* Objective
Locate the line that contains "In this exercise you will locate the street" in the entries below. Retype it and all following lines through the final one, character for character.

* Data for processing
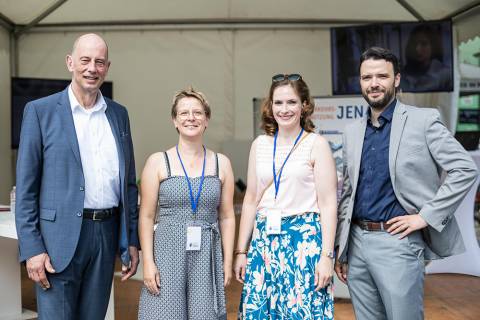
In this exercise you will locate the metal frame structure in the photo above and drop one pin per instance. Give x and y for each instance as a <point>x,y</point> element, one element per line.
<point>16,30</point>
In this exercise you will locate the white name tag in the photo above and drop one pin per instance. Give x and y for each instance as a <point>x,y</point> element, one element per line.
<point>194,238</point>
<point>274,221</point>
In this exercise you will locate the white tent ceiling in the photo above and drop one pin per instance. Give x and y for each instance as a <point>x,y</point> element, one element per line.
<point>16,14</point>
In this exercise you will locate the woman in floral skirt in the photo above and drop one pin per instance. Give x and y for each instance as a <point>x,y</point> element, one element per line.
<point>284,254</point>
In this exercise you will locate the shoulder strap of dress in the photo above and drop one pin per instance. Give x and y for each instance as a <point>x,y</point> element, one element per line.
<point>216,164</point>
<point>167,163</point>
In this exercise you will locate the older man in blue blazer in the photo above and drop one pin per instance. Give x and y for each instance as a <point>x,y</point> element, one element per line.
<point>76,191</point>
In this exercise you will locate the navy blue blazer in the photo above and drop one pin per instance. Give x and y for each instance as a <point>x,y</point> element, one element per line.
<point>50,182</point>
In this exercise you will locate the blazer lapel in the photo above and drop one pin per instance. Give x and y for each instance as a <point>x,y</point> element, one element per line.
<point>398,123</point>
<point>66,116</point>
<point>359,136</point>
<point>113,120</point>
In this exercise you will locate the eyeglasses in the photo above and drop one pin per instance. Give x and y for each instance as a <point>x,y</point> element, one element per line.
<point>291,77</point>
<point>183,115</point>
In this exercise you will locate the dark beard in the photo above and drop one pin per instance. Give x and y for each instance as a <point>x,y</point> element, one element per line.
<point>389,94</point>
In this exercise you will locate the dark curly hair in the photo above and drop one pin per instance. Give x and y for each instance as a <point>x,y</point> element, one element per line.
<point>269,125</point>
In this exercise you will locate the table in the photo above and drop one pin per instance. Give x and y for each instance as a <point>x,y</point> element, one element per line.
<point>469,261</point>
<point>10,293</point>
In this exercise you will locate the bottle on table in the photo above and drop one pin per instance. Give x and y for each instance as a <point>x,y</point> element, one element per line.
<point>12,200</point>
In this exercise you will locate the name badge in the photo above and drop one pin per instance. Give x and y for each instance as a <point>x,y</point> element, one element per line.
<point>194,238</point>
<point>274,221</point>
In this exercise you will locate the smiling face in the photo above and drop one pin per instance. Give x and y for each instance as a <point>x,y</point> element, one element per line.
<point>88,64</point>
<point>191,119</point>
<point>378,82</point>
<point>286,107</point>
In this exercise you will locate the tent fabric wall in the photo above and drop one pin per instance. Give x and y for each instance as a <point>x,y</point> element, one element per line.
<point>6,167</point>
<point>230,67</point>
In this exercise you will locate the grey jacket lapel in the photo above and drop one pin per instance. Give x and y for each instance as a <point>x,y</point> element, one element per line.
<point>113,120</point>
<point>359,135</point>
<point>398,123</point>
<point>65,112</point>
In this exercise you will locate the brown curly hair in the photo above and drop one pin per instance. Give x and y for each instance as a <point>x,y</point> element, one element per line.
<point>269,125</point>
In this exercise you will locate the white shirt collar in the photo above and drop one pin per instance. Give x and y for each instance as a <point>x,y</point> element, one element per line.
<point>100,104</point>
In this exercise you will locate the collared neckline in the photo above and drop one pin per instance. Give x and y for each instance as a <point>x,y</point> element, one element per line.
<point>386,115</point>
<point>100,104</point>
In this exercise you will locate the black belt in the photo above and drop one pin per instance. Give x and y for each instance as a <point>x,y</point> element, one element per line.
<point>99,214</point>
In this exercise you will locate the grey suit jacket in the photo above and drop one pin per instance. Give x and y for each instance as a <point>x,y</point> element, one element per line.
<point>50,181</point>
<point>430,171</point>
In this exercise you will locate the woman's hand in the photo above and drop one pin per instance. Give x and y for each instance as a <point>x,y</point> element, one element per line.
<point>323,273</point>
<point>227,272</point>
<point>151,277</point>
<point>240,267</point>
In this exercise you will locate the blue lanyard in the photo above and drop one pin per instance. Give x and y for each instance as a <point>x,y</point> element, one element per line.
<point>276,181</point>
<point>194,201</point>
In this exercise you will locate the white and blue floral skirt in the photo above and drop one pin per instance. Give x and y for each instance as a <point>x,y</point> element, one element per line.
<point>280,274</point>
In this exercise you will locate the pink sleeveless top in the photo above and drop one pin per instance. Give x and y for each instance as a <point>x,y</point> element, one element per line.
<point>297,193</point>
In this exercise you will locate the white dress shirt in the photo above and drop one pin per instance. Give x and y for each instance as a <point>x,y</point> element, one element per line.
<point>98,152</point>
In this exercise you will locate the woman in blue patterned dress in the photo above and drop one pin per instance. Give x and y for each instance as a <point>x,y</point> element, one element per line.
<point>188,191</point>
<point>284,254</point>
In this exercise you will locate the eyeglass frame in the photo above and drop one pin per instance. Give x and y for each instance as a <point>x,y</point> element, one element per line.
<point>290,77</point>
<point>198,116</point>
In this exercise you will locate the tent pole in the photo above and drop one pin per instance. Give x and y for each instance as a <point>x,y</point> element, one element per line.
<point>411,9</point>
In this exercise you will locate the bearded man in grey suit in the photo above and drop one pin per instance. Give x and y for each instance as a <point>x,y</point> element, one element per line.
<point>404,177</point>
<point>76,191</point>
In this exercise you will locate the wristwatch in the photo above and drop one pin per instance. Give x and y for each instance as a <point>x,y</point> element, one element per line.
<point>328,254</point>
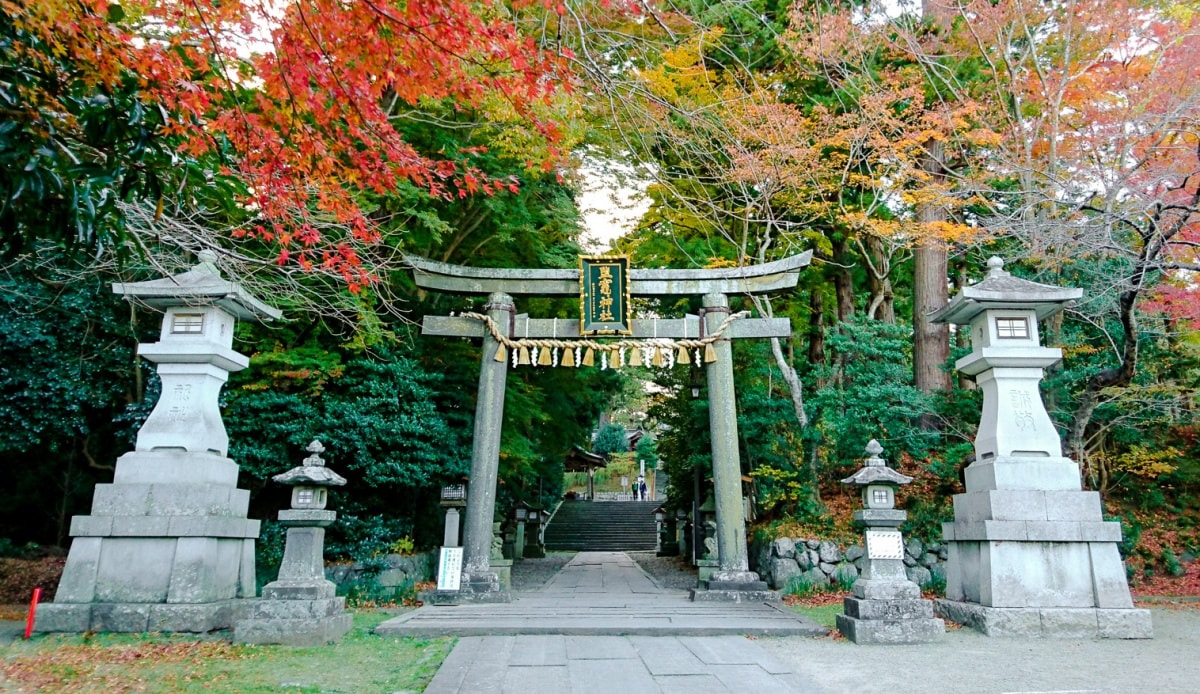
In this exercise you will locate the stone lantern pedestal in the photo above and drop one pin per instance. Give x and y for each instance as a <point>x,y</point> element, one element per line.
<point>168,546</point>
<point>299,608</point>
<point>885,605</point>
<point>1030,552</point>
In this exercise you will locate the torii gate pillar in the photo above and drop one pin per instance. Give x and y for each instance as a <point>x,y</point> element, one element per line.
<point>478,579</point>
<point>733,578</point>
<point>723,422</point>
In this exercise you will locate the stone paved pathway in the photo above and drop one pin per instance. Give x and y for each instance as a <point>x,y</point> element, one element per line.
<point>603,626</point>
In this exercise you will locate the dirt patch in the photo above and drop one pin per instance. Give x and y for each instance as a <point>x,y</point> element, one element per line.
<point>671,573</point>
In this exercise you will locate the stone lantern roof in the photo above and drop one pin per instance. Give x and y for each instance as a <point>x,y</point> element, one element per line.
<point>201,286</point>
<point>875,471</point>
<point>311,471</point>
<point>1000,289</point>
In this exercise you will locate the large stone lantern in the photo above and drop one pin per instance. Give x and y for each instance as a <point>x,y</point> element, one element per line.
<point>1030,552</point>
<point>168,545</point>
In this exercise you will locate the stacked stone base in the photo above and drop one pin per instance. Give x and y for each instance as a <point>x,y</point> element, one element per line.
<point>888,611</point>
<point>733,586</point>
<point>1050,622</point>
<point>1031,555</point>
<point>294,614</point>
<point>481,587</point>
<point>735,596</point>
<point>167,548</point>
<point>137,617</point>
<point>294,622</point>
<point>891,632</point>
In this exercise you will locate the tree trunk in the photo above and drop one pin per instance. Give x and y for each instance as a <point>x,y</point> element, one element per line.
<point>844,285</point>
<point>930,291</point>
<point>963,336</point>
<point>879,281</point>
<point>816,328</point>
<point>1119,376</point>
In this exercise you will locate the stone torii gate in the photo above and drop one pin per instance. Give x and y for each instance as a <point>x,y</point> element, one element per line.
<point>733,578</point>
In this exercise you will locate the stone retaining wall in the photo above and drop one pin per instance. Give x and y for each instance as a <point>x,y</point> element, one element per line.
<point>822,563</point>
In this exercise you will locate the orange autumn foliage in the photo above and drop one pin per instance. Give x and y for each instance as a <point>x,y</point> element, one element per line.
<point>298,100</point>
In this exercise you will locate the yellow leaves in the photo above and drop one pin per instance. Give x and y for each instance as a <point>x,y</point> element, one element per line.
<point>1147,462</point>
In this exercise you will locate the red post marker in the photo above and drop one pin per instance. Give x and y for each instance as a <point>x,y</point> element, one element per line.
<point>33,610</point>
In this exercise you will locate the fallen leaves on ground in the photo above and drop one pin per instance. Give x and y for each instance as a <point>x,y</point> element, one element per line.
<point>106,668</point>
<point>1162,585</point>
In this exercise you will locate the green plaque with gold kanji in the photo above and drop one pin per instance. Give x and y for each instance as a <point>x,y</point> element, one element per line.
<point>604,295</point>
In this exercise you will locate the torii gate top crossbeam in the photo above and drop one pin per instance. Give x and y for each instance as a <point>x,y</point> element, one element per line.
<point>747,280</point>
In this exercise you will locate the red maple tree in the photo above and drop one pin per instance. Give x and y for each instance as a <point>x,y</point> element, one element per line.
<point>298,99</point>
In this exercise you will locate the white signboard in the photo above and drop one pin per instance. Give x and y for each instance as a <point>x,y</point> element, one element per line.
<point>885,545</point>
<point>450,569</point>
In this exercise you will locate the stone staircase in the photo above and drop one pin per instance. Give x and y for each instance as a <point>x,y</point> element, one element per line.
<point>599,526</point>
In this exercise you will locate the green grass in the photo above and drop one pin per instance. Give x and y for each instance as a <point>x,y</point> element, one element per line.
<point>823,615</point>
<point>361,662</point>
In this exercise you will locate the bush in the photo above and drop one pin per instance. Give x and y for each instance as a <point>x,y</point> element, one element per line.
<point>801,585</point>
<point>18,578</point>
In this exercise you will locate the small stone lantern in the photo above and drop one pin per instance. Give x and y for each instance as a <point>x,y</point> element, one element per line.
<point>454,496</point>
<point>1029,552</point>
<point>886,605</point>
<point>520,514</point>
<point>301,587</point>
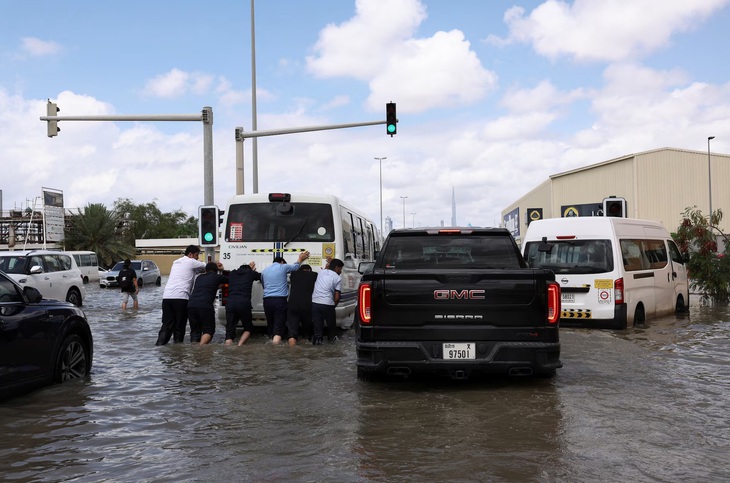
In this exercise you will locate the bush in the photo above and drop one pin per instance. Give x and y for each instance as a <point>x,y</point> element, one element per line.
<point>709,271</point>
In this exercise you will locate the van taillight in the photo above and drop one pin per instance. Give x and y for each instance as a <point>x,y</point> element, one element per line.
<point>363,302</point>
<point>553,303</point>
<point>618,291</point>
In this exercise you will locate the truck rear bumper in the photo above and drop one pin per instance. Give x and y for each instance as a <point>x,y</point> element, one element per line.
<point>510,358</point>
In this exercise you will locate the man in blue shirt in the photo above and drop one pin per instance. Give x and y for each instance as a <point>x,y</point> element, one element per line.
<point>276,289</point>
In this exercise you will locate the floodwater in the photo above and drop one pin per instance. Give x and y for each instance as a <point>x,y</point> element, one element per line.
<point>648,404</point>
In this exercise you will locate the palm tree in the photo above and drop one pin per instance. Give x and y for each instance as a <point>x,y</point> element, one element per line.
<point>97,229</point>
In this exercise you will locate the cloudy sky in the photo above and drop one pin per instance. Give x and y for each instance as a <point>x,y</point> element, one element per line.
<point>492,96</point>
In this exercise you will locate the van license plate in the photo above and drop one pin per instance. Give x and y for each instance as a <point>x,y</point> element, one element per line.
<point>459,351</point>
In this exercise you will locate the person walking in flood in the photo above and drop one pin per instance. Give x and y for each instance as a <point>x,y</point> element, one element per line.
<point>201,304</point>
<point>276,290</point>
<point>325,297</point>
<point>176,294</point>
<point>238,306</point>
<point>127,280</point>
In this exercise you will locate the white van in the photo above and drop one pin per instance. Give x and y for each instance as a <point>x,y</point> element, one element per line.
<point>54,273</point>
<point>613,272</point>
<point>88,264</point>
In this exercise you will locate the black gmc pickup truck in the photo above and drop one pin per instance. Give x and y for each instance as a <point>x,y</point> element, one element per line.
<point>456,302</point>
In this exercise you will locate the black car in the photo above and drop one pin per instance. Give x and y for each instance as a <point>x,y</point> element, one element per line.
<point>41,341</point>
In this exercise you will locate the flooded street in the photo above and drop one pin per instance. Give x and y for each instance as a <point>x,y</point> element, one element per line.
<point>647,404</point>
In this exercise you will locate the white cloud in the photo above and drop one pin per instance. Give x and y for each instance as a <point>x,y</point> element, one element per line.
<point>37,47</point>
<point>177,83</point>
<point>604,30</point>
<point>377,45</point>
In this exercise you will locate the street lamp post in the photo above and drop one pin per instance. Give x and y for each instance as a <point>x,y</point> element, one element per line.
<point>404,210</point>
<point>380,160</point>
<point>709,176</point>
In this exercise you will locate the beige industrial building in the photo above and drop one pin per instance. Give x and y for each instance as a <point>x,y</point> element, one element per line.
<point>657,185</point>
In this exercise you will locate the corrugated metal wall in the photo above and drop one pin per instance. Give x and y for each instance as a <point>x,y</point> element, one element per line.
<point>657,185</point>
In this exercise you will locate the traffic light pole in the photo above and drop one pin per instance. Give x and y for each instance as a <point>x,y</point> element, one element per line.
<point>206,116</point>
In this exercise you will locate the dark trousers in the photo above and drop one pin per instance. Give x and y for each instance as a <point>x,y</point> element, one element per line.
<point>238,310</point>
<point>174,321</point>
<point>202,321</point>
<point>320,314</point>
<point>299,316</point>
<point>275,310</point>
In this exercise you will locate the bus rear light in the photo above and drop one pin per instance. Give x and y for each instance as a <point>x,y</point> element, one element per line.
<point>553,303</point>
<point>618,291</point>
<point>363,302</point>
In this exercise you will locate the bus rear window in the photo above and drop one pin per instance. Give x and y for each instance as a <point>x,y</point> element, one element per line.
<point>263,222</point>
<point>572,256</point>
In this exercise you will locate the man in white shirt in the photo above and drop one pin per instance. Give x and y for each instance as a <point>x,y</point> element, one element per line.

* Output for this exercise
In this exercise you will locate the street lamp post in the photo above and drop one pin per instance. Give x and y for each instance as a <point>x,y</point> element, one element per line.
<point>404,210</point>
<point>380,160</point>
<point>709,176</point>
In this exercise you will locate the beige industrial building in the photo above and drop one pin per instance. Give x and y for each instance as a <point>x,y</point> element, one element per line.
<point>657,185</point>
In this exercise you will locate the corrugated metal wall in the photo above and drop one pin per instance. Give x and y for each instance as a <point>x,y</point> element, one element per line.
<point>657,185</point>
In this exercise you will locate the traffic light pole in the photo above and drop one pin per instance. Give x and y for each instance as a <point>x,y</point> element, one element per line.
<point>206,116</point>
In this exercise you will locate the dark trousers in the photo above and drop one pin per instance. Give x and y for each instance as a <point>x,y</point> element, one element per line.
<point>238,310</point>
<point>174,321</point>
<point>202,321</point>
<point>320,314</point>
<point>299,316</point>
<point>275,310</point>
In this exercise you will locate the bus rear light in the photo above and drop one pin per instance. Give x and y for each instance as a <point>x,y</point> element, one element per line.
<point>553,303</point>
<point>618,291</point>
<point>363,302</point>
In this exercise you will locate the bus rear window in the photo above and drop one pin per instance. Give x and y for each instance as a <point>x,y</point> element, one element per line.
<point>263,222</point>
<point>572,256</point>
In this exercise you will locate the man in white shirt in the photo above and drop one pin per instance. Give x and y for each instance as a <point>x,y</point> element, one element per line.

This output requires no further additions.